» GIVEN EXERCISE 1:
Copy the blog post on skipping summer blockbusters starting with "So here's a" and going on through "at a shelter.", substituting "puppies" for "kittens".
» GIVEN EXERCISE 2:
In the blog post on skipping summer blockbusters, what minimal budget is suggested for making your own movie?

» TEXT EXCERPT:
'''

And we're complaing in the whole time.  We bitch that our stomachs hurt, that we're tired, that we're broke, that there's nothing good on TV and they don't make movies like they used to.  Then we eat another Whopper, down another 64oz of Mountain Dew, watch another rerun of Keeping Up with the Kardashians and go down to the multiplex to watch a bunch of cardboard cutouts perform a story we know by heart from the last six times we've seen it.

(Side note: I had a "Last Night Before the Rapture" party this Friday, and I instructed people to bring junk food because what did it matter?  The world was ending . . . but after a weekend of eating junk food, I feel completely gunked up--I don't know how other people go through life feeling this way because they consume nothing but microwave dinners, Doritos and cheap, nasty beer.  I feel like I'm going to die.)

Summer Blockbuster Season is descending upon us, not unlike the fire, brimstone and earthquakes that were supposed to start at 6PM this past Saturday, only more painful.  We've got a record number of sequels, reboots, remakes and other useless garbage coming out this summer, and the best way to show Hollywood that you're not going to take their crap anymore is to stop giving them your money.  If we don't see bad movies, in theory, they'll stop making bad movies.  Think about it.  Do you think there would be a Transformers 2 and 3 if no one went to see Transformers?  No, there wouldn't be--you are part of the problem.  Try being part of the solution. 

So here's a nice list of things you can do other than wasting money, time and your health in the cinema this summer:

1) Make your own damn movie, either as a group effort or as a contest.  Divvy up your friends, set a minimal budget ($15?) and either a) Remake a blockbuster a la Be Kind Rewind (I can guarentee that even the most cardboard box imagining of Transformers 3 will be loads better than the one playing in theaters) or b) challenge everyone to make an original short film.  Give them a time limit, like 24 hours.  Host a red carpet event and screen all the films.

2) Volunteer.  Work at a soup kitchen for an evening.  Pet kittens and walk dogs at a shelter. 

3) Go for a walk--not a walk to the convenience store to buy some Fritos, but a walk in a nature preserve or a mountain or down streets in your neighborhood you never explored.

4) Go to a religious service (maybe try a faith that you don't belong to) and think about how you can be a better person.

'''

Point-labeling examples
'''

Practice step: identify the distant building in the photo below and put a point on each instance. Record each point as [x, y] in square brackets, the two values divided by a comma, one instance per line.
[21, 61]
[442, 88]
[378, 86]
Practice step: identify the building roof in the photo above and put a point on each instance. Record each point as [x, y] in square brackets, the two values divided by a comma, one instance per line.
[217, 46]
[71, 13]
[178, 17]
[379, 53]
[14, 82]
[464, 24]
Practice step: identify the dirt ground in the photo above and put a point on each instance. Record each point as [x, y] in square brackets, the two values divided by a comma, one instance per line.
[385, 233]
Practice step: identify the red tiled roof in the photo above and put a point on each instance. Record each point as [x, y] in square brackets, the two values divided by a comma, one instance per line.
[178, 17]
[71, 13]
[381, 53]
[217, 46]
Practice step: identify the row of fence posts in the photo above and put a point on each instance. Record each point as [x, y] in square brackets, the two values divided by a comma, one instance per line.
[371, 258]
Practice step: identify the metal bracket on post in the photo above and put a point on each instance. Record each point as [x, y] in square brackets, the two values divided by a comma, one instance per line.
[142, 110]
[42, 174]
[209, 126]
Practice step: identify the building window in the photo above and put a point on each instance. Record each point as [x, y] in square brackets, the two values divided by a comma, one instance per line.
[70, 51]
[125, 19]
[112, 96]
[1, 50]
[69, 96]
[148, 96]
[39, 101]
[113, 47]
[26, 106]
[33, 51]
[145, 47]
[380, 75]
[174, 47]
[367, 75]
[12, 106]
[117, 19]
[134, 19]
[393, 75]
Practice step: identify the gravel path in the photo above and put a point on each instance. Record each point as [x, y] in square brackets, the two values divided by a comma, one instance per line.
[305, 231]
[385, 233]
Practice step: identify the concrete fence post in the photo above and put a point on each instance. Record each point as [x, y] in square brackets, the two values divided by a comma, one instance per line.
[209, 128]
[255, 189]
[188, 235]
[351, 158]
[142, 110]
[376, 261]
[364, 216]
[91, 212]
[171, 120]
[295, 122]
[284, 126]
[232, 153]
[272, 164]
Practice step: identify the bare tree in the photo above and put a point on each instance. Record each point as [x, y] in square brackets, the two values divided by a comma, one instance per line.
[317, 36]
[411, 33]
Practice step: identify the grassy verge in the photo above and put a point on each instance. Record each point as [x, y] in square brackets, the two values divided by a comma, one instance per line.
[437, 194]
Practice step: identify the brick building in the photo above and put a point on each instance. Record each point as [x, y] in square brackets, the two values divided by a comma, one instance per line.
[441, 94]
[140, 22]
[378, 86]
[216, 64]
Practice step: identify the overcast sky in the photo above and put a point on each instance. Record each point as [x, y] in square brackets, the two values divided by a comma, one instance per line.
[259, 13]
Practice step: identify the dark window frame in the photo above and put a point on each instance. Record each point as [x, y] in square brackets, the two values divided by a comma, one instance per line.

'''

» EXERCISE RESPONSE 1:
So here's a nice list of things you can do other than wasting money, time and your health in the cinema this summer:

1) Make your own damn movie, either as a group effort or as a contest.  Divvy up your friends, set a minimal budget ($15?) and either a) Remake a blockbuster a la Be Kind Rewind (I can guarentee that even the most cardboard box imagining of Transformers 3 will be loads better than the one playing in theaters) or b) challenge everyone to make an original short film.  Give them a time limit, like 24 hours.  Host a red carpet event and screen all the films.

2) Volunteer.  Work at a soup kitchen for an evening.  Pet puppies and walk dogs at a shelter.

» EXERCISE RESPONSE 2:
$15